Data of labeled boxes »
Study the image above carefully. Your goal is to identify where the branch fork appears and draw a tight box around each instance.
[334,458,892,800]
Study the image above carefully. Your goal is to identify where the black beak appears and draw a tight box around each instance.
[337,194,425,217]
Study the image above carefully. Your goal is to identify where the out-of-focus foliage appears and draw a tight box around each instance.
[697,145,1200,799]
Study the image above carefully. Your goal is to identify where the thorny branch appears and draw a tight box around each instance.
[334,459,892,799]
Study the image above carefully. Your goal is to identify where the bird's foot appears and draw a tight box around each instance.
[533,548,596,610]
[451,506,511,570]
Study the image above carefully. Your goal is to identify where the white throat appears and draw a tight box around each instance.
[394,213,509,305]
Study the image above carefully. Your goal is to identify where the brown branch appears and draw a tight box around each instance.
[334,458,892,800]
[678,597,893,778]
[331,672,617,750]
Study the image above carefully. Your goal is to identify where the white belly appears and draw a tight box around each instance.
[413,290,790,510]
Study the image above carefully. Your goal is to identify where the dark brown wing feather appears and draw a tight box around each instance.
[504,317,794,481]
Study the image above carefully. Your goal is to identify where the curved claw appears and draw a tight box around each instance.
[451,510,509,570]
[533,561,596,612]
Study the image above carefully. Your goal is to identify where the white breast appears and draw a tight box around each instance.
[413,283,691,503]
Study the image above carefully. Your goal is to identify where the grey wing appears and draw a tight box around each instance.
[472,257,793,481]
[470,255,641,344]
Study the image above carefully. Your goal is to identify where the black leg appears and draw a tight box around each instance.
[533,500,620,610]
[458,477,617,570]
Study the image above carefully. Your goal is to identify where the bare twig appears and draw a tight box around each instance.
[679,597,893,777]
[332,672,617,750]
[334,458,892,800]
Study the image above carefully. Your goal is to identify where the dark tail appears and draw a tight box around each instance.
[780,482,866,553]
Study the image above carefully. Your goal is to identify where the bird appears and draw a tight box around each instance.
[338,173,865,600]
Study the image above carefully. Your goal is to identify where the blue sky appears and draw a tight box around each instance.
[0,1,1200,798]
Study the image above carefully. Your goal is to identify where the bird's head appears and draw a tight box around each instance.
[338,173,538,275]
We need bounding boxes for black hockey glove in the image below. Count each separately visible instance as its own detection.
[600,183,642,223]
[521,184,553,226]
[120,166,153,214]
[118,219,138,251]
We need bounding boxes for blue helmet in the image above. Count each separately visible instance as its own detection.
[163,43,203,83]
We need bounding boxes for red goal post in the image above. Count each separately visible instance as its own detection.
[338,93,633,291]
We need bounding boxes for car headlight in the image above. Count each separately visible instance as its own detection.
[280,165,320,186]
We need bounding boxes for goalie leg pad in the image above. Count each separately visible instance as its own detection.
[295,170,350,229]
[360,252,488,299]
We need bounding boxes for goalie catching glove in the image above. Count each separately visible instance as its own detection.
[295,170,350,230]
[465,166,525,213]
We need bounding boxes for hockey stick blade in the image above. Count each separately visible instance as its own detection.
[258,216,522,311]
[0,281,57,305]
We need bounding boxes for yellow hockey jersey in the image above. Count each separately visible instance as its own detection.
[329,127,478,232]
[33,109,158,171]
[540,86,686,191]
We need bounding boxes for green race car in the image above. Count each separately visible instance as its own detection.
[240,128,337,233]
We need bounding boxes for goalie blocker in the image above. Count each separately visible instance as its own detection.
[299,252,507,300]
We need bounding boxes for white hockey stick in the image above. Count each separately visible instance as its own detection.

Set task »
Arrange every line of the data above as a Markdown table with the columns Row and Line, numbering the rows and leaving out any blank lines.

Task result »
| Row | Line |
|---|---|
| 1 | Study the image above carefully. Your goal is to identify where the branch fork appears and draw a tight box around each instance. |
| 2 | [334,458,892,800] |
| 3 | Study the image above carefully. Your goal is to identify where the black beak appears and draw a tight box around each instance. |
| 4 | [337,194,425,217] |
| 5 | Study the image above carefully. Your goal is to identify where the out-of-focus foliage appears and draw a tight box around each instance. |
| 6 | [697,145,1200,799] |
| 7 | Study the image above carefully. Your goal is to identify where the thorny branch appears and draw a tight box around each instance. |
| 8 | [334,459,892,799] |
| 9 | Study the image above carefully. Your goal is to identify where the bird's foot appears and draw a tight box around each instance. |
| 10 | [533,548,596,610] |
| 11 | [451,506,511,570] |
| 12 | Study the image above carefully. Your goal is to identify where the white throat appears and draw a tight box around each instance. |
| 13 | [394,213,509,305] |
| 14 | Study the image above carefully. Your goal is to identify where the brown branch appears and draw a tight box around each instance. |
| 15 | [334,458,892,800] |
| 16 | [678,597,893,778] |
| 17 | [331,672,617,750] |
| 18 | Study the image above carefully. Your goal is to identify where the white belly appears and draw a tight box around each instance. |
| 19 | [413,290,790,510] |
| 20 | Study the image above carefully. Your goal is to identify where the dark brown wing feather appears and draw a tight box around each instance. |
| 21 | [504,317,794,481] |
| 22 | Study the image above carefully. Your goal is to identify where the curved claw appears and draw a tight box around each instance. |
| 23 | [451,510,509,570] |
| 24 | [533,561,596,612] |
| 25 | Study the image above carefully. Your goal is to identify where the white breast appears and draw a tight box around each instance. |
| 26 | [413,283,691,503] |
| 27 | Study the image above carefully. Your goal is to identify where the grey wing appears and draw a tight box around each instance. |
| 28 | [472,257,793,481] |
| 29 | [470,255,641,344] |
| 30 | Study the image above carefully. Your goal is to identify where the black leg appears and draw a tight box around each instance. |
| 31 | [533,500,620,610] |
| 32 | [458,477,617,570] |
| 33 | Study the image above carefully. Your goal is to identify where the bare twig appears and draw a tight box around each instance. |
| 34 | [679,597,893,777] |
| 35 | [332,672,617,750] |
| 36 | [334,458,892,800] |
| 37 | Study the image above carefully. Your goal is to identify where the dark tail appears and draw a tight box around each instance. |
| 38 | [780,482,866,553] |
| 39 | Study the image above carefully. Your goal is to identify where the bird appears and draw a tight box around each instance. |
| 40 | [338,173,865,600] |
| 41 | Study the image above carefully. Your goal is to identify where the blue sky appears and draw a tight box around each instance. |
| 42 | [0,1,1200,798] |
| 43 | Study the image above carefully. Your goal is to identify where the bird's head appears and draw a tight box around each instance. |
| 44 | [338,173,538,275] |
| 45 | We need bounding boxes for black hockey glove in the image below. Count each separately visible instance as its own detection. |
| 46 | [600,183,642,223] |
| 47 | [521,184,553,226] |
| 48 | [120,166,153,214] |
| 49 | [118,219,138,251] |
| 50 | We need bounding boxes for blue helmet in the image above. Count each separately visible instance as its own detection. |
| 51 | [163,43,203,83] |
| 52 | We need bounding boxes for red goal post in the image above. Count each separately visible instance as its own detection. |
| 53 | [338,93,633,291] |
| 54 | We need bounding boxes for car headlight in the image above. Count each separately visible instance as its own detection. |
| 55 | [280,165,320,186] |
| 56 | We need bounding boxes for goalie leg pad in the image above. Count each separately visible instance as its own detection. |
| 57 | [295,170,350,229] |
| 58 | [360,252,488,299] |
| 59 | We need bounding boxes for goalie catching glove in the image above. Count each separately visible instance as its own detection. |
| 60 | [295,170,350,230] |
| 61 | [465,166,525,213] |
| 62 | We need bounding boxes for hockey stick blade in the image above. Count each separately visible instance as its own detection. |
| 63 | [258,216,522,311] |
| 64 | [0,281,57,305] |
| 65 | We need bounding boxes for yellow hockey jersey in the image above. Count each separately visible instance as its own detection. |
| 66 | [329,127,478,232] |
| 67 | [33,109,158,171] |
| 68 | [540,86,686,191] |
| 69 | We need bounding boxes for green race car in the image above. Count each separately visible instance as its own detection. |
| 70 | [240,128,337,233] |
| 71 | We need bounding boxes for goalie blocker in the image above. Count each separately visible instance as its own detection. |
| 72 | [299,252,507,300] |
| 73 | We need bounding boxes for white hockey stick in the image above. Count each separately visible instance as its own detection. |